#### [Document passage]
>> Begin

This is causing many experts to redefine multiculturalism.  It is no longer the mosaic of different people and their cultures coexisting together in the same geographical area.  It is about the same mosaic in each individual being.

We’ve always used creative names to describe mixed breeds of our beloved pets. My dogs, Tai and Chi, are Chugs (chiwawa/pug).  And puggles (beagle/pug) even have their own web site. So don’t be surprised if you start hearing the same creative mix to describe multiracial generation. No, I’m not comparing us to dogs.  But on playgrounds and college campuses, you’ll hear homespun terms such as Blackanese, Filatino, Chicanese, and Korgentinian. Generation Z (after Gen Y) is also called Plurals for a reason (stay tuned for more on Gen Z in future blogs.) Don’t be surprised if we end up reconsidering existing racial definitions and identities.  Multiracial children currently at 5% (multiethnic at 10% including Hispanic) implies that families come in al shapes and colors.

Business and Leadership implications?

Last year’s Cheerios ad featuring an interracial family promoted a barrage of hateful responses, including “DIEversity.” We hear similar outrage in Europe against multiculturalism due to muslim population increase. Sadly, but true, the current racial inequalities are real for interracial relationships equally. And I’m not naive enough to claim that the election of Barrack Obama has fixed it all. But I am suggesting that the new face of America is changing a lot faster than we all expected. The national geographic pictures say America will look like this in 2050, and I’m here to tell you, it’s more like 2043.  They are consumers.  They are future work force.

William Frey with Brookings institute recently reported that based on the most recent numbers, we’re beginning to reach a tipping point…and for the first time in the last century, we have more White deaths than births creating an older age structure. This is not an epidemic of death but one caused by lower fertility rate among aging whites. Not a big surprise. Everyone knew this would happen by 2020, but Frey reports that they are seeing this in 2012 numbers….8 years earlier and much sooner than expected. For the first time, half of children under 5 are non-white and 14 states are minority-majority. The young minority population is on the rise and will be the main work population in the next two decades as 10-12 million white boomers retire. Like it or not, this is good news. Otherwise, we will end up with declining labor force population much like Europe. It is the younger multiculturals that will help our country stay afloat.

Even beyond the work force, consider the changing customers and consumers of your product and services. Want to grow and succeed in The New World Marketplace? Consider forsaking your orthodoxies, biases and prejudices first.

Most of all, I do think it’s beautiful.  Don’t you?

>> End

#### [Aim of the exercise]
Restate the multiculturalism text from "Business and Leadership" up to and including "future work force.", switching "America" to "the United States".

#### [Raw data]
>> Begin

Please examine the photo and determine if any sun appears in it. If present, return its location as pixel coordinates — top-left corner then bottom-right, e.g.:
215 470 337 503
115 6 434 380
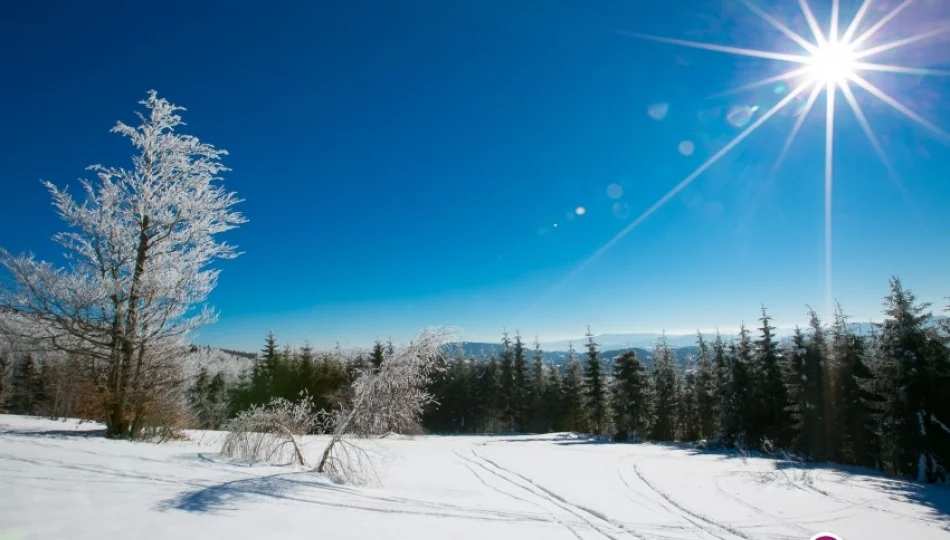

>> End

#### [Task output]
Business and Leadership implications?

Last year’s Cheerios ad featuring an interracial family promoted a barrage of hateful responses, including “DIEversity.” We hear similar outrage in Europe against multiculturalism due to muslim population increase. Sadly, but true, the current racial inequalities are real for interracial relationships equally. And I’m not naive enough to claim that the election of Barrack Obama has fixed it all. But I am suggesting that the new face of the United States is changing a lot faster than we all expected. The national geographic pictures say the United States will look like this in 2050, and I’m here to tell you, it’s more like 2043.  They are consumers.  They are future work force.